* Study text
**********
Core Concepts
Plasmid-encoded proteins containing bacterial immunoglobulin-like domains are promising targets for vaccines and nanobody-based therapeutics to combat the spread of antimicrobial resistance.
Abstract
The content discusses the potential of targeting plasmid-encoded proteins containing bacterial immunoglobulin-like (Big) domains as a strategy to combat antimicrobial resistance (AMR). Key highlights:
IncHI plasmids, which are commonly found in AMR bacteria, encode large proteins containing Big domains that are located on the bacterial surface, such as in flagella or conjugative pili.
Immunization of mice with the RSP protein, one of the Big domain-containing proteins encoded by IncHI plasmids, provided partial protection against infection by an AMR Salmonella strain harboring an IncHI plasmid. Immunized mice showed reduced clinical symptoms, Salmonella counts in the spleen, and inflammatory cytokine expression.
The authors generated nanobodies (Nbs) targeting the RSP protein and demonstrated that the Nb-expressing E. coli cells could significantly interfere with the conjugative transfer of the IncHI R27 plasmid from Salmonella to recipient cells.
**********
* Records
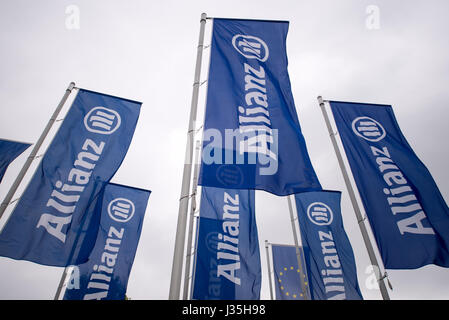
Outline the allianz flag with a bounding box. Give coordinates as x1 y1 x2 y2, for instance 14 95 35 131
64 183 150 300
0 139 31 182
0 89 141 267
192 187 261 300
199 19 321 196
271 244 310 300
330 101 449 269
295 191 363 300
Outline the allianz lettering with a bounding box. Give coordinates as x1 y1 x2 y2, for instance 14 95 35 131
318 230 346 300
83 226 125 300
370 146 435 235
36 138 106 243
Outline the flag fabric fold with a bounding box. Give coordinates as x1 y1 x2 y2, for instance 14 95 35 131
199 19 321 196
0 89 141 266
0 139 31 183
64 183 151 300
192 187 261 300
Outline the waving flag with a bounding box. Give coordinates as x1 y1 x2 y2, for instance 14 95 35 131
330 101 449 269
0 89 141 266
193 187 261 300
271 244 310 300
0 139 31 182
295 191 362 300
64 183 150 300
199 19 321 195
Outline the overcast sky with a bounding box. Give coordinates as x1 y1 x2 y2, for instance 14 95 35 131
0 0 449 299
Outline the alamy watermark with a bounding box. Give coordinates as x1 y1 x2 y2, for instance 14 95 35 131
365 4 380 30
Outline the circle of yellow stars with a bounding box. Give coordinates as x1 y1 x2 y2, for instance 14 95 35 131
278 266 307 299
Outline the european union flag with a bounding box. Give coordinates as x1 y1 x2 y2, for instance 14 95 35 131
271 244 310 300
0 139 31 182
295 191 363 300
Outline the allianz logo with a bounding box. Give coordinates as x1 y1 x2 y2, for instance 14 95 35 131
352 117 386 142
108 198 136 223
307 202 334 226
84 107 121 134
232 34 270 62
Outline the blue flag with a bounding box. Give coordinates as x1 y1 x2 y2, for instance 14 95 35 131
64 184 150 300
295 191 363 300
0 139 31 182
0 89 141 266
192 187 261 300
199 19 321 195
330 101 449 269
271 244 310 300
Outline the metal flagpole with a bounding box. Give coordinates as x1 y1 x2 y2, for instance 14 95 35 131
287 195 309 300
183 140 201 300
265 240 273 300
318 96 390 300
169 13 207 300
53 266 71 300
0 82 75 219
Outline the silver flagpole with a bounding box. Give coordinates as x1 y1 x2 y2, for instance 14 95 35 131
265 240 273 300
318 96 390 300
287 195 309 300
169 13 207 300
0 82 75 219
183 140 201 300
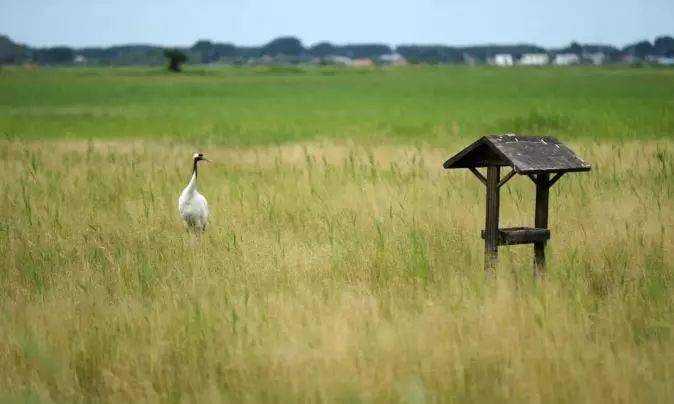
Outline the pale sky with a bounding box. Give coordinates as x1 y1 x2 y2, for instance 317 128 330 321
0 0 674 47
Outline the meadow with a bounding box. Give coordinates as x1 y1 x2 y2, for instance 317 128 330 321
0 67 674 403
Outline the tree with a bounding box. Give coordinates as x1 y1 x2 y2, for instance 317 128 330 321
164 48 187 72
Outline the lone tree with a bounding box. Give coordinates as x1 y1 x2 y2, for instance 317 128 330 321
164 48 187 72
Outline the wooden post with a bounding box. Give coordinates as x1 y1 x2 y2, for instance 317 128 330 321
534 174 550 272
484 166 501 270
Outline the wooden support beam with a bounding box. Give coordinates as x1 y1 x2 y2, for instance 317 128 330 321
548 172 564 187
534 174 550 273
498 169 516 188
468 167 487 185
484 166 501 270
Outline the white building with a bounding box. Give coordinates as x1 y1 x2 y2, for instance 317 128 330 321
323 55 353 66
379 53 407 66
493 53 515 66
520 53 550 66
583 52 606 65
655 56 674 66
553 53 580 66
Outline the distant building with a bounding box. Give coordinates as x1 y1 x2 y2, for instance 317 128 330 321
655 56 674 66
519 53 550 66
351 58 374 67
492 53 515 66
583 52 606 65
379 53 407 66
322 55 353 66
553 53 580 66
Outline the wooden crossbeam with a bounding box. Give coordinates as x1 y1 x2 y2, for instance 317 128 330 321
468 167 487 185
548 172 564 187
497 170 516 188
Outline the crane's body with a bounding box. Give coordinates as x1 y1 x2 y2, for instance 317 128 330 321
178 153 208 232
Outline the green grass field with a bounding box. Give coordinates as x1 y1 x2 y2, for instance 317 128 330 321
0 68 674 403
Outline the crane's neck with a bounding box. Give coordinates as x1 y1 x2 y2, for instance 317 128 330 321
186 159 198 192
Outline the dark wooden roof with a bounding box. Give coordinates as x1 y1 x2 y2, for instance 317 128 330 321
443 135 590 174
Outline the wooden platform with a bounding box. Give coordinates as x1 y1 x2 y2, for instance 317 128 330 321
482 227 550 245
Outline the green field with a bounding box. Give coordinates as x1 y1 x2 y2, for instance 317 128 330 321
0 67 674 147
0 67 674 403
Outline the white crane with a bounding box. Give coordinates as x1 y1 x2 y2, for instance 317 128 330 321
178 153 208 232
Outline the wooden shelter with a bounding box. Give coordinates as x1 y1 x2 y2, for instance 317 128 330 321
443 135 590 270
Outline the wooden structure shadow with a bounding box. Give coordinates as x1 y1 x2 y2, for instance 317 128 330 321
443 135 591 271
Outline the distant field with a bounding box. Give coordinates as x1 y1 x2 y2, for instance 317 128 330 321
0 68 674 403
0 67 674 145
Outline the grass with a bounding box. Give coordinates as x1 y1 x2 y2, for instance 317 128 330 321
0 68 674 403
0 67 674 146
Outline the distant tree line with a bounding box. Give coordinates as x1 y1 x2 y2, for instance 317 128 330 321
0 36 674 66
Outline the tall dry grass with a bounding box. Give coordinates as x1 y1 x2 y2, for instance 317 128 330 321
0 140 674 403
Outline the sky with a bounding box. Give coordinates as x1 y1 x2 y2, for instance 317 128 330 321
0 0 674 47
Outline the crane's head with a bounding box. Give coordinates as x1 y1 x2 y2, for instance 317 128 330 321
192 153 208 163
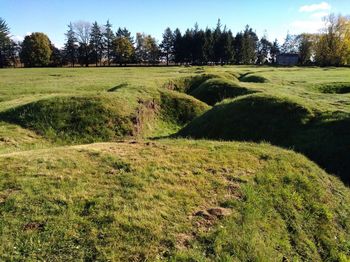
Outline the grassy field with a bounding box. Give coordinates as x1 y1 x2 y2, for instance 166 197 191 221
0 67 350 261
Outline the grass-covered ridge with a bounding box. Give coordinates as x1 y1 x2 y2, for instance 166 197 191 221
0 66 350 261
0 140 350 261
189 78 253 106
0 88 209 143
178 93 350 183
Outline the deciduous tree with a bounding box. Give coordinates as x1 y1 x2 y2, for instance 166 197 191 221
20 33 52 67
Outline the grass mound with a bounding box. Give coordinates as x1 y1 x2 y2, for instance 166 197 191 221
318 82 350 94
0 140 350 261
178 94 350 183
0 91 209 143
179 94 313 143
165 72 238 94
239 74 269 83
160 91 210 126
189 78 252 105
0 96 133 143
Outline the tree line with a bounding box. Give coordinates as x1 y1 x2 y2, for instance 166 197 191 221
0 15 350 67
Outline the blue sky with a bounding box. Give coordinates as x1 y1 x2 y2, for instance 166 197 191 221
0 0 350 47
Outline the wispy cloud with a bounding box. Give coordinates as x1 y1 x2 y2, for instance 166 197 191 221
11 35 24 42
299 2 332 12
311 12 329 18
291 19 324 33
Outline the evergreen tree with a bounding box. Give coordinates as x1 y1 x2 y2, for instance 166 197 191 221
144 35 160 64
73 21 91 67
181 29 193 64
297 34 313 65
174 28 184 64
233 32 243 64
113 36 135 66
257 35 272 64
213 19 223 63
64 23 78 67
281 33 298 54
0 17 13 68
103 20 115 66
90 22 103 66
192 23 205 64
21 33 52 67
135 33 146 63
270 39 280 64
241 25 259 65
203 28 214 63
116 27 134 44
160 27 174 65
220 30 234 64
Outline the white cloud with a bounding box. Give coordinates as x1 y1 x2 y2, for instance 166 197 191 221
299 2 332 12
11 35 24 42
311 12 329 18
291 20 324 33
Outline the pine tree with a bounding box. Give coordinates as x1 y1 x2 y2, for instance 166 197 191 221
160 27 174 65
241 25 259 64
213 19 222 63
270 39 280 64
203 28 214 63
103 20 115 66
174 28 184 64
64 23 78 67
0 17 12 68
116 27 134 44
90 22 103 66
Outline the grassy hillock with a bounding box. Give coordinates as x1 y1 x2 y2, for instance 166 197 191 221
0 91 209 143
178 93 350 182
0 140 350 261
189 78 253 106
0 66 350 261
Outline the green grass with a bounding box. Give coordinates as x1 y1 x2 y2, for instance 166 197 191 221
0 66 350 261
189 78 253 106
0 140 350 261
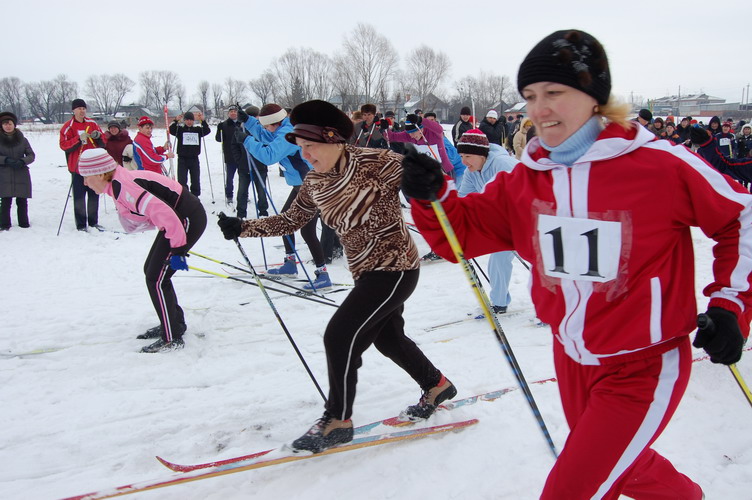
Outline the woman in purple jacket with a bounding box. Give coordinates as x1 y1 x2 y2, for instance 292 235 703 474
78 149 206 352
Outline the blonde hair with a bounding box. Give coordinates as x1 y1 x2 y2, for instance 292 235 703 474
595 95 632 129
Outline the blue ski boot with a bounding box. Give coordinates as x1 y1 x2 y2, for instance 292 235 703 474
303 270 332 291
266 255 298 276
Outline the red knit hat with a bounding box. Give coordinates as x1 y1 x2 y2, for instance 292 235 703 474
457 128 491 156
78 148 117 177
259 103 287 126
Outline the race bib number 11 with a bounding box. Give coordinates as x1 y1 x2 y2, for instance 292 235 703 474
538 215 621 283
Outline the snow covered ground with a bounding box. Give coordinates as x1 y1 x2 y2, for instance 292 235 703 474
0 126 752 500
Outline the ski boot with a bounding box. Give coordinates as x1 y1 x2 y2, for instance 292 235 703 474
141 338 185 353
266 255 298 276
400 375 457 421
292 411 353 453
303 270 332 292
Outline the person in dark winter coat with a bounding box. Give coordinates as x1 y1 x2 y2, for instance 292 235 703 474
352 104 389 149
170 111 211 196
452 106 475 147
0 111 35 231
478 109 507 146
736 124 752 158
104 121 133 165
715 123 738 158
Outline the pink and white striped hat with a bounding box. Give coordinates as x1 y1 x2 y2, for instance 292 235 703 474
78 148 117 177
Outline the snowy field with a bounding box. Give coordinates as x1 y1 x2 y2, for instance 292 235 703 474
0 127 752 500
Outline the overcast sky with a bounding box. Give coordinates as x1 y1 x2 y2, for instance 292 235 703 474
7 0 752 106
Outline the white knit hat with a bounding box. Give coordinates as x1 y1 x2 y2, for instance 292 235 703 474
78 148 117 177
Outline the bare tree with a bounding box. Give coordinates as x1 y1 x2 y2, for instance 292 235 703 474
86 73 135 116
248 70 276 106
0 76 23 119
225 77 247 104
271 48 332 107
24 81 58 123
140 71 181 109
212 83 224 117
331 54 362 112
111 73 136 115
343 23 399 100
407 45 451 107
198 80 211 114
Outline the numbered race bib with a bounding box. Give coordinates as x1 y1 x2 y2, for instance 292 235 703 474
183 132 199 146
538 215 621 283
415 144 441 161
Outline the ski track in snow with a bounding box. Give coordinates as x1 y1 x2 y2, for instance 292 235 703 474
0 127 752 499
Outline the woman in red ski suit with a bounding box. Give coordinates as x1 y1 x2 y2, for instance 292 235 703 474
402 30 752 500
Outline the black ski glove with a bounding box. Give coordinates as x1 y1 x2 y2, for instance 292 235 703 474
235 102 248 123
217 212 243 240
402 142 444 200
689 126 710 146
692 307 744 365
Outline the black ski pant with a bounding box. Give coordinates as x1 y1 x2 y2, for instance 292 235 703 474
247 153 269 217
321 222 342 264
324 269 441 420
144 191 206 342
178 156 201 196
282 186 326 267
0 198 29 229
71 172 99 229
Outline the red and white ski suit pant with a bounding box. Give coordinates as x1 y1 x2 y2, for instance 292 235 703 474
541 337 702 500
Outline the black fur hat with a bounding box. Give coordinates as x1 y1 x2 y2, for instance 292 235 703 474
285 99 353 144
517 30 611 105
0 111 18 125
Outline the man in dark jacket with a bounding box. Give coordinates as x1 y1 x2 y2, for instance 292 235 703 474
452 106 473 147
478 109 506 146
215 105 269 219
170 111 211 196
351 104 388 149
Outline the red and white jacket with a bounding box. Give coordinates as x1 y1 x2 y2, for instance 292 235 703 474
60 118 105 174
133 132 167 174
412 124 752 365
104 166 187 248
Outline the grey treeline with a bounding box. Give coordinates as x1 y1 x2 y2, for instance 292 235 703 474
0 23 519 123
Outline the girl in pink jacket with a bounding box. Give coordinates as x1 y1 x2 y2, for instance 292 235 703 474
78 149 206 352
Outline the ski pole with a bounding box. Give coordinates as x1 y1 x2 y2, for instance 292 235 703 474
56 179 73 236
163 103 177 180
188 266 339 308
514 252 530 271
697 314 752 405
225 213 326 403
245 149 269 271
188 250 334 303
431 196 559 458
201 135 215 205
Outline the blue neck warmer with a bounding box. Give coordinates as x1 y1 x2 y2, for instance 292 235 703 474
540 116 603 167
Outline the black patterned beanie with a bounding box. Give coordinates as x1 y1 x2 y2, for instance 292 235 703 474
517 30 611 104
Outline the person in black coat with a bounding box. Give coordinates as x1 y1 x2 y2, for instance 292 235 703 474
**********
* Work to complete
Can you reproduce the summary on plasmid-encoded proteins word for word, starting with "Core Concepts" and going on through "of antimicrobial resistance."? These items have nothing to do with the summary on plasmid-encoded proteins.

* Task result
Core Concepts
Plasmid-encoded proteins containing bacterial immunoglobulin-like domains are promising targets for vaccines and nanobody-based therapeutics to combat the spread of antimicrobial resistance.